Your goal -
Write out, word for word, every line from the one containing "Category: the long wavy hair" through the last line of the records below, both ends included.

Data provided -
════════════════════

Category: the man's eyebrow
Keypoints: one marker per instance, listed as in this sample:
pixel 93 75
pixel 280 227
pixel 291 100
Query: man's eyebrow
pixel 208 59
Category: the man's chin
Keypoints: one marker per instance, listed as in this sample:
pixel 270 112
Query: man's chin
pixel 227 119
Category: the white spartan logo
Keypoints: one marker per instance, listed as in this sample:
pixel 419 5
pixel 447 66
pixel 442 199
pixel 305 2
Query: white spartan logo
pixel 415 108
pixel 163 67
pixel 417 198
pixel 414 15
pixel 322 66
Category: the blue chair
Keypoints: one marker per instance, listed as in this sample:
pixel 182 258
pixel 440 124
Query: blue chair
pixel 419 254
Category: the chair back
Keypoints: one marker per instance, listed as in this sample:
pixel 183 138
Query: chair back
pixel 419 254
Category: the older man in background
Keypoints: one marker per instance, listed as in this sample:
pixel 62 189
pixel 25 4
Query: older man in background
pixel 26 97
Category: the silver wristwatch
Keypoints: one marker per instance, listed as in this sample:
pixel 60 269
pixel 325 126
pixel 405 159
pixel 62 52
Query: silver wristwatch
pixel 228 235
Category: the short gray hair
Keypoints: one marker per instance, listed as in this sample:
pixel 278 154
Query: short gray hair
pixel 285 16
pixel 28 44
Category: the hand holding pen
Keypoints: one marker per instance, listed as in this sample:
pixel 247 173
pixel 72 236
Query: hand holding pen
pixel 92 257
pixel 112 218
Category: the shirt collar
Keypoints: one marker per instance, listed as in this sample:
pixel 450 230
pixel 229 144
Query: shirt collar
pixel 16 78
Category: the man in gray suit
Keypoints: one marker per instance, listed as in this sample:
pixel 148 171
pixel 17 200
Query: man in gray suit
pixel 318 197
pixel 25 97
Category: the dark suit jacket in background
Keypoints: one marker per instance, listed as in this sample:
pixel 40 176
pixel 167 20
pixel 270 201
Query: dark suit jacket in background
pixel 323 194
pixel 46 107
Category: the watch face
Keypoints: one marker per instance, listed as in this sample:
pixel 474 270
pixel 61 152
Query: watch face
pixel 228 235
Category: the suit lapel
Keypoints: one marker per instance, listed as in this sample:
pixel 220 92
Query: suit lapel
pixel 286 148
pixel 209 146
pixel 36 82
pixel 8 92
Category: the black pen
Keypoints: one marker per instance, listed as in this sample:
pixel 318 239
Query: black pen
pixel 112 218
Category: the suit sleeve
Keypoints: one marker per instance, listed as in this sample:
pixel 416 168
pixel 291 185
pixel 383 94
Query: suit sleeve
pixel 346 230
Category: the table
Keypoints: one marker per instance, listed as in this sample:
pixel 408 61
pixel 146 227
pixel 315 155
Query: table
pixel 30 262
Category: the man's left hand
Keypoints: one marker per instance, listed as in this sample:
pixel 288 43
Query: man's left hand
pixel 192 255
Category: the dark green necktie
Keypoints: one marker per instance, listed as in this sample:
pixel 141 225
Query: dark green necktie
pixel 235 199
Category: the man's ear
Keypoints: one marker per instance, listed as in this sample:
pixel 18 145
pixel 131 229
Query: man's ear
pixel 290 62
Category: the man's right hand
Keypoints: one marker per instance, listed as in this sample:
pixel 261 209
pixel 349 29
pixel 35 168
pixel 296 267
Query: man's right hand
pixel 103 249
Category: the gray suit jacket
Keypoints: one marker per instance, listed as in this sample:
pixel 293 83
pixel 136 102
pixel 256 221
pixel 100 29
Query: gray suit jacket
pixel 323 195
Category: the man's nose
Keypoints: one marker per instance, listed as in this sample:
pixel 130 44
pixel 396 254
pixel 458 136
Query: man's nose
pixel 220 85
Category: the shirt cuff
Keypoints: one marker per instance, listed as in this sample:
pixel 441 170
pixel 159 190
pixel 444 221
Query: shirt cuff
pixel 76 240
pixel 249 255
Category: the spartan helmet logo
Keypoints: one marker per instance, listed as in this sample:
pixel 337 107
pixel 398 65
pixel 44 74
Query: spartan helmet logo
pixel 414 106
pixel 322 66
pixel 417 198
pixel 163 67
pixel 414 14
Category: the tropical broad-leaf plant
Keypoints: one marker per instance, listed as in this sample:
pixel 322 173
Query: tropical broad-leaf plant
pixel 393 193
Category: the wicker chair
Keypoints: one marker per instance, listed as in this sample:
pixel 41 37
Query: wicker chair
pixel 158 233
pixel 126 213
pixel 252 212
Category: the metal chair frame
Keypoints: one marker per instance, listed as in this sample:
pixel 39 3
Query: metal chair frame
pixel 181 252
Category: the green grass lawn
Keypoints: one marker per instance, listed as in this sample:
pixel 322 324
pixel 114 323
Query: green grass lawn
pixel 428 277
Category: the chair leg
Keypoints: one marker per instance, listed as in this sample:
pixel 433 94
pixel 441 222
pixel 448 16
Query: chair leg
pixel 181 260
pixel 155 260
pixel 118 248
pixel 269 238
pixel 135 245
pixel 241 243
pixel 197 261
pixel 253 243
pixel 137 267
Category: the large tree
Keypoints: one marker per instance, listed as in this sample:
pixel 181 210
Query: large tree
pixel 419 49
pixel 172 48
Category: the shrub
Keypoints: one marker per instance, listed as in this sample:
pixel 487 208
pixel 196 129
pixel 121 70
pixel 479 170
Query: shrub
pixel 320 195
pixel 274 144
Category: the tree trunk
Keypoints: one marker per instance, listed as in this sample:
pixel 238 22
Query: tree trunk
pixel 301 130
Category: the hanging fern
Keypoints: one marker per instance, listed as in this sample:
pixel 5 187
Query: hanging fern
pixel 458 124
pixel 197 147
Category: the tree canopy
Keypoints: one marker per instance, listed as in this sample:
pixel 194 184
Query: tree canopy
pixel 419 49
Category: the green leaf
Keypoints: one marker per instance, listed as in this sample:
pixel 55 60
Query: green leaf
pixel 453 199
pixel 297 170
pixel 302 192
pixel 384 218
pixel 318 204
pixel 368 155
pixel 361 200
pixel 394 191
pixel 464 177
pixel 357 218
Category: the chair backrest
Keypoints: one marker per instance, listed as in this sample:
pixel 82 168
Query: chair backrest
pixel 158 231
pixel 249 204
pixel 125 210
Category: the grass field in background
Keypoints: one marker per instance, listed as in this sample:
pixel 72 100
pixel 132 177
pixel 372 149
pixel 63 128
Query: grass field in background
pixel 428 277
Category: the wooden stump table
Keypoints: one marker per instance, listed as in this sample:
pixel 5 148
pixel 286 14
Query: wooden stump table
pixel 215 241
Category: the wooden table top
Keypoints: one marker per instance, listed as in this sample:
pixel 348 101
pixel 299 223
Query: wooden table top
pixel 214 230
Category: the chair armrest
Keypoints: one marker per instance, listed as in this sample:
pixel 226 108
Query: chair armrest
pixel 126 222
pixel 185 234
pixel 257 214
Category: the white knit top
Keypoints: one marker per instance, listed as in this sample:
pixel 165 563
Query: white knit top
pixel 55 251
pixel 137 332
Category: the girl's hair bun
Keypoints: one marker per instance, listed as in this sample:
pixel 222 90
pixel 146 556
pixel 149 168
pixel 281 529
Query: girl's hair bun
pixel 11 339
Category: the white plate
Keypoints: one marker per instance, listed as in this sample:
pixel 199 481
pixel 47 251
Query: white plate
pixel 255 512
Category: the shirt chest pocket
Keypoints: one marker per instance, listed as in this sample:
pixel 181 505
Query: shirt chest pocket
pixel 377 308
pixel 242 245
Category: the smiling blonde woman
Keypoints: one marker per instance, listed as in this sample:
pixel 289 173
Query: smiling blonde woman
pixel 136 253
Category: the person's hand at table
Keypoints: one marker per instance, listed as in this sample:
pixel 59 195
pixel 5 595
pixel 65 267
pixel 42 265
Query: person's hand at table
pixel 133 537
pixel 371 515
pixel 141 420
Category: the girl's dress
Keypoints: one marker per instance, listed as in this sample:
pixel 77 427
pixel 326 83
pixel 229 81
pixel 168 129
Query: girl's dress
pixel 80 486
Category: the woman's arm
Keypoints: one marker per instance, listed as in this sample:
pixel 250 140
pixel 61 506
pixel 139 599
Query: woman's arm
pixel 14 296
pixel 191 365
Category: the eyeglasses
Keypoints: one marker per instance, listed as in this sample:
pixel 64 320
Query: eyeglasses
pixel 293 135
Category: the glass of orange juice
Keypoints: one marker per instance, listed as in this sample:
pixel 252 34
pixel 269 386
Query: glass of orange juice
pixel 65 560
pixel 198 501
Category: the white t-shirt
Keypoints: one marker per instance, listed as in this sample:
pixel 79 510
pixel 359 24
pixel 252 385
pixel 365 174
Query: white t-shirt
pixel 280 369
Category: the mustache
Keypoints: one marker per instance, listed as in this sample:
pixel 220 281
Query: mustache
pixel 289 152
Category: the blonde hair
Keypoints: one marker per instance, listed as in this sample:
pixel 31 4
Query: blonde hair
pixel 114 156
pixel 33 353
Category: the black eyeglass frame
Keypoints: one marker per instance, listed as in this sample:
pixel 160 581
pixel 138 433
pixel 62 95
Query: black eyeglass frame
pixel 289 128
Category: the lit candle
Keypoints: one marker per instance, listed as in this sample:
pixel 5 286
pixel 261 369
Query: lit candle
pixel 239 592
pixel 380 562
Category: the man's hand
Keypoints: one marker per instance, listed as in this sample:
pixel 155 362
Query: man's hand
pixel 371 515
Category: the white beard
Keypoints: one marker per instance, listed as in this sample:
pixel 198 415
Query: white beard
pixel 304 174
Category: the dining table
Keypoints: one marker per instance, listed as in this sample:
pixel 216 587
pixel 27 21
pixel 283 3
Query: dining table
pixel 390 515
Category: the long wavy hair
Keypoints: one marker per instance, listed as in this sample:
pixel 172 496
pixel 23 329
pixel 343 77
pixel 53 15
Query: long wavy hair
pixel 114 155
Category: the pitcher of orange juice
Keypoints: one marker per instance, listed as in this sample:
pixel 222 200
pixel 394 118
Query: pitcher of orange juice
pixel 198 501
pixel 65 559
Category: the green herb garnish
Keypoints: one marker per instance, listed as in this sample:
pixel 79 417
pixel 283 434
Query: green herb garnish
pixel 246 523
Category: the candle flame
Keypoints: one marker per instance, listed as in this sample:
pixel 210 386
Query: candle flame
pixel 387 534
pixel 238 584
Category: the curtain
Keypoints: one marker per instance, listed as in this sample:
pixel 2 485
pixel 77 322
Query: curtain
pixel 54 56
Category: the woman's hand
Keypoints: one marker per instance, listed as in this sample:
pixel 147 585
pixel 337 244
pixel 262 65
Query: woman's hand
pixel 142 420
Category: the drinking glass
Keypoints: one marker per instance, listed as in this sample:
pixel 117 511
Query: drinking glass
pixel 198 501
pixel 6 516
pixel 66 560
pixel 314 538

════════════════════

Result of the exercise -
Category: the long wavy hair
Keypoints: one marker per instance, listed as in this sample:
pixel 172 496
pixel 23 329
pixel 343 77
pixel 53 15
Query: long wavy hair
pixel 114 155
Category: the pitcher of orange juice
Keypoints: one marker per instance, listed as in this sample:
pixel 222 200
pixel 394 118
Query: pitcher of orange juice
pixel 198 501
pixel 65 559
Category: the green herb garnish
Keypoints: one marker per instance, listed as in this sample:
pixel 79 417
pixel 283 434
Query: green herb garnish
pixel 246 523
Category: the candle flame
Keypoints: one marker per instance, listed as in this sample:
pixel 210 386
Query: candle flame
pixel 387 534
pixel 238 584
Category: the curtain
Keypoints: one marker per instance, listed as in this sample:
pixel 2 485
pixel 77 322
Query: curtain
pixel 54 56
Category: the woman's hand
Keypoints: one marker per instance, listed as in this sample:
pixel 147 585
pixel 337 244
pixel 262 65
Query: woman's hand
pixel 142 420
Category: the drinking glass
Keypoints: one marker per instance, listed as in this sample:
pixel 117 511
Query: drinking glass
pixel 198 501
pixel 6 516
pixel 66 560
pixel 314 538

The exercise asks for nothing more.